__Task to complete__
Reproduce every line of the rows below, requests included, but multiply each point coordinate in the answers by 2.5 and round it to a whole number, with halves rounded up. Leave the pictures out and don't change any other number.

▼▼▼

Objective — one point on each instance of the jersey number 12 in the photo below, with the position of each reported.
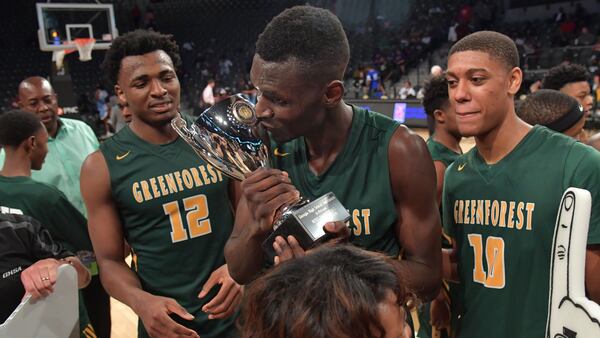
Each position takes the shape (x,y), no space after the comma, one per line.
(494,256)
(198,224)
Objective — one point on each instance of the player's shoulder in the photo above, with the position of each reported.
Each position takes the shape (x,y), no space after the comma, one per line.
(406,142)
(374,120)
(461,163)
(16,221)
(75,124)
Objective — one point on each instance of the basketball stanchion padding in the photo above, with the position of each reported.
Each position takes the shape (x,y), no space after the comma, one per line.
(55,316)
(570,313)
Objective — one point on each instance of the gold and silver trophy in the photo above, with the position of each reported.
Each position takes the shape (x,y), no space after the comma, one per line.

▲▲▲

__Exercise result__
Objective — one point on each instance of the jersey number 12 in the photo below, with the position of each reported.
Each position takes the shape (x,y), no space after the comma, one per line.
(1235,640)
(495,560)
Objective — one point on each instance of the player's shoulder in the photo above, with the position of each reported.
Each position takes the shape (x,y), no space after the comma, one per line.
(1015,355)
(935,300)
(1153,408)
(40,553)
(188,310)
Objective — one point on each instance of the basketball stanchion padding in the photo above, with the position of each reported.
Each position takes the shape (x,y), no space after the comma, one per line.
(138,790)
(1425,783)
Objective — one point on each instance of the gold and silver trophy in the photo above, with the position of each reported.
Each position takes the shape (x,y), no space after the comma, one per line.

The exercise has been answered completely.